Collected data:
══════════════════════════════
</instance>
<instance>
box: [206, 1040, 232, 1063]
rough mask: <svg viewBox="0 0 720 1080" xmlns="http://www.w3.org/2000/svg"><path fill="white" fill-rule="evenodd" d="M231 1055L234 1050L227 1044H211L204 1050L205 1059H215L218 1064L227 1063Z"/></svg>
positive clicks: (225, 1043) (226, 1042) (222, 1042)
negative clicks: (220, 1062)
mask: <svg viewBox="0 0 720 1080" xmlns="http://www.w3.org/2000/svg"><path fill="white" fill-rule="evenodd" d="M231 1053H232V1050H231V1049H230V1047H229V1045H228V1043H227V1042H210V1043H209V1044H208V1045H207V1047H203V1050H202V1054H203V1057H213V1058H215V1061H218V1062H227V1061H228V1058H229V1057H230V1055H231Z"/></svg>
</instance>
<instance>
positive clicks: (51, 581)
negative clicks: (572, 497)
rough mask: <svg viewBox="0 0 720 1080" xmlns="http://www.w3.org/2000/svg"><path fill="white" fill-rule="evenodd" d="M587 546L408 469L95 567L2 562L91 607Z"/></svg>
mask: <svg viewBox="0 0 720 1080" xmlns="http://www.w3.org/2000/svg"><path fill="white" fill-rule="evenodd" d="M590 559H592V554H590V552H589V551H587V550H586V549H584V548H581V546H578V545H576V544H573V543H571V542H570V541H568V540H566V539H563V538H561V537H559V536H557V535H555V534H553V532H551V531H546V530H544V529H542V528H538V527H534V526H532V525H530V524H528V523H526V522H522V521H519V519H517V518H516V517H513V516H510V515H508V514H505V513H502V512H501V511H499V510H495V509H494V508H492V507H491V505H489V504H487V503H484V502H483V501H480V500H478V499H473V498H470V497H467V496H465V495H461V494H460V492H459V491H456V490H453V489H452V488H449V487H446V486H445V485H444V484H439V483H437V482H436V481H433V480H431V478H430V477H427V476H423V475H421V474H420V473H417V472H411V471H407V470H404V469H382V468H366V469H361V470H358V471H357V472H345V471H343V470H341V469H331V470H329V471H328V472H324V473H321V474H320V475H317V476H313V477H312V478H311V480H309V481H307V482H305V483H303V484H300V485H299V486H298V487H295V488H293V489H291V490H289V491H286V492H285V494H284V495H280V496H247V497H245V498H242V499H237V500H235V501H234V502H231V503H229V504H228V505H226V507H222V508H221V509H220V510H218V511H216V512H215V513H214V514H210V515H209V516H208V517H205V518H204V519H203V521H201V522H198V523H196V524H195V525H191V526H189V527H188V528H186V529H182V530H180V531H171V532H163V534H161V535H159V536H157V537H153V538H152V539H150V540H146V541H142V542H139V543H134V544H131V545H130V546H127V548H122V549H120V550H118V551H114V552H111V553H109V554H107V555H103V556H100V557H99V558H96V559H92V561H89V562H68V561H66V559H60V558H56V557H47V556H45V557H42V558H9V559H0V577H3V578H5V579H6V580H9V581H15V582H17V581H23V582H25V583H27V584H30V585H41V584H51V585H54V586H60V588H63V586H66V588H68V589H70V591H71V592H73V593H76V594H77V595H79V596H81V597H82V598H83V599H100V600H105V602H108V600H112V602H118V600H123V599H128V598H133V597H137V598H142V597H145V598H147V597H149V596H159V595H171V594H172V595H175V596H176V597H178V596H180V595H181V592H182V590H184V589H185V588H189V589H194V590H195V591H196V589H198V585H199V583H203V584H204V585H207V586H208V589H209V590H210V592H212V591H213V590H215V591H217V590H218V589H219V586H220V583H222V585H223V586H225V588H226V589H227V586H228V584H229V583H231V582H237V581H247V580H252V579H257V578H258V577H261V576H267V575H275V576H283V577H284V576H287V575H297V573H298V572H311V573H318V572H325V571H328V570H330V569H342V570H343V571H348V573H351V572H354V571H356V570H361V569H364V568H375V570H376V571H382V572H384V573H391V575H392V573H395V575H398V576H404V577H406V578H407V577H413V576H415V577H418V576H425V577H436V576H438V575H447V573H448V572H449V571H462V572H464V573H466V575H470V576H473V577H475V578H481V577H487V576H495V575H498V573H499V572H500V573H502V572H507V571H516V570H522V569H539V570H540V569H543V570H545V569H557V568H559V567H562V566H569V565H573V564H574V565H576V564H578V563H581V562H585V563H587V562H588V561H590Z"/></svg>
══════════════════════════════
Report back every line of the entries in which "positive" occurs.

Exercise solution:
positive clicks: (225, 1043) (226, 1042) (222, 1042)
positive clicks: (51, 581)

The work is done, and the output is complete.